▶ [SOURCE DOCUMENT]:
Nicholas McAndrew, MD, MSCE: Yes, we’ve certainly given ourselves a lot to think about. I can’t help but think about the first hypothetical patient we discussed today who had progressed on an adjuvant aromatase inhibitor. We’re starting to enter an era of ongoing clinical trials where we’re trying to explore that window of opportunity prior to surgery in patients who have hormone-positive HER2-negative breast cancer to try to understand, exactly as Dejan mentioned, the biology of the disease and try to identify patients who have either de novo or quickly acquired resistance to hormone-based therapy, as that’s the mainstay of adjuvant therapy in this setting.
It’s important to try to encourage participation in these clinical trials, especially in that we’re not often thinking about neoadjuvant therapy for our patients who have hormone-positive disease. We’re missing a big opportunity to really understand biology, not just with these simple, changing Ki-67 assays, but more complex molecular interactions that will ultimately influence endocrine resistance. I’m excited to see the field move in that direction, as it’s going to help us cure more patients.
Andrew D. Seidman, MD: Hope, as an I-SPYer, you’re married to the neoadjuvant setting for discovery and translation. Is there anything you want to add to what’s been said about molecular biology, liquid biopsy, or exploiting the neoadjuvant setting? Are you optimistic about where this is going to take us?

▶ [EXERCISE OBJECTIVE]: According to the breast cancer discussion, what therapy is the mainstay of adjuvant treatment for patients with hormone-positive HER2-negative disease? None of the rows are needed for the work on this discussion.

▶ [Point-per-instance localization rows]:
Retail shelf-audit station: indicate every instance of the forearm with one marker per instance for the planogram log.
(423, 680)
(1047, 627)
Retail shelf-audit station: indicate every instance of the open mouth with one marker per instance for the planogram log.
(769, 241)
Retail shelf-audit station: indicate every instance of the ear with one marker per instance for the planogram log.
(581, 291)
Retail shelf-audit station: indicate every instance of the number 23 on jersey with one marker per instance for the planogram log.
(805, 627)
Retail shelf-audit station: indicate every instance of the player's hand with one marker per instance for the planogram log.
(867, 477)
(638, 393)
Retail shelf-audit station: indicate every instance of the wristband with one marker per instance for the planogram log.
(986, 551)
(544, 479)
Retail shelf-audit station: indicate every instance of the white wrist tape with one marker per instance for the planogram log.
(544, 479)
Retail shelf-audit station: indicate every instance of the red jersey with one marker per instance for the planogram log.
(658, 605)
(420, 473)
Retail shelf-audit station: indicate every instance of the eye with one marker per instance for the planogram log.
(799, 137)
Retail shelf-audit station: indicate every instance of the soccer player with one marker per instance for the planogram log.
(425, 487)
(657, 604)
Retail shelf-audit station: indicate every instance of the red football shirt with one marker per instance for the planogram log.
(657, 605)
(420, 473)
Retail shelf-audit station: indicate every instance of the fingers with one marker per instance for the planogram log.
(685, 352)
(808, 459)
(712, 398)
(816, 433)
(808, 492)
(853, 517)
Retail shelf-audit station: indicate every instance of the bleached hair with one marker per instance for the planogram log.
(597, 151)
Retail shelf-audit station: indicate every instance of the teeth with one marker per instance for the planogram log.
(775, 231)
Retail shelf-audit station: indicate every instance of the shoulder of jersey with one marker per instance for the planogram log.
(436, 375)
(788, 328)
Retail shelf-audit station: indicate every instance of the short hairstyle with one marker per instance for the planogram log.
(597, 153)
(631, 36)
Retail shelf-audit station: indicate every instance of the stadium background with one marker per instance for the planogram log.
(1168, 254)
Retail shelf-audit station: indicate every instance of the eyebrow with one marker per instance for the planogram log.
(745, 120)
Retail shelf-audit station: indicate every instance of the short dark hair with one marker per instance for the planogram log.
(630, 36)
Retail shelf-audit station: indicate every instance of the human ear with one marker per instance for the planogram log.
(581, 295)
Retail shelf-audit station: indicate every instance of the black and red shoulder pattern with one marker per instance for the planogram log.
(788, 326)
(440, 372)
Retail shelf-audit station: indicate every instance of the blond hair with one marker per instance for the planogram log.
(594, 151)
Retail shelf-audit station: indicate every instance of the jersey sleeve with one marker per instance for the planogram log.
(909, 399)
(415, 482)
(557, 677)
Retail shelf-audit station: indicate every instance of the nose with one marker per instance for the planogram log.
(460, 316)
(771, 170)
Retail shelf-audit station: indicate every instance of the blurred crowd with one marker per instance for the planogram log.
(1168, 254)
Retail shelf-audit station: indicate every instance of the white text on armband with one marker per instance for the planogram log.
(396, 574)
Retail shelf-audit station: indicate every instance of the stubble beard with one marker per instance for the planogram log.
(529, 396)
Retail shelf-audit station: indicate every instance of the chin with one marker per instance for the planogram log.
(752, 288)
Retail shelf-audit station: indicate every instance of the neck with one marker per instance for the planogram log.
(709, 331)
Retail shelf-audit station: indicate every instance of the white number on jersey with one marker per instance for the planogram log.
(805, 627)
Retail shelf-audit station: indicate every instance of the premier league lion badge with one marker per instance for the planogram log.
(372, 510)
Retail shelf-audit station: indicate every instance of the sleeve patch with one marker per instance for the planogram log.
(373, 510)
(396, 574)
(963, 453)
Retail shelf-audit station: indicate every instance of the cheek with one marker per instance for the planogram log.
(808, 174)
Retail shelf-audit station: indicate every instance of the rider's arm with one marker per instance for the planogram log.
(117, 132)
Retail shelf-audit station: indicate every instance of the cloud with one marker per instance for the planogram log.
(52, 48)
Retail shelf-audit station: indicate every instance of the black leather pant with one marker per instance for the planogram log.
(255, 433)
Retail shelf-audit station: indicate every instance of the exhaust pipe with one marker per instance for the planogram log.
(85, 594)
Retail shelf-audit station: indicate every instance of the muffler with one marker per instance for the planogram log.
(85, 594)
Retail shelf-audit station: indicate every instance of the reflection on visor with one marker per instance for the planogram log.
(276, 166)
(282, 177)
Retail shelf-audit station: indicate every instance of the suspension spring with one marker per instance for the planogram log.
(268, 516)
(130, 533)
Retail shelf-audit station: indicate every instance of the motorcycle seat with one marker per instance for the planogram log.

▶ [ANSWER TO THIS EXERCISE]: Hormone-based therapy.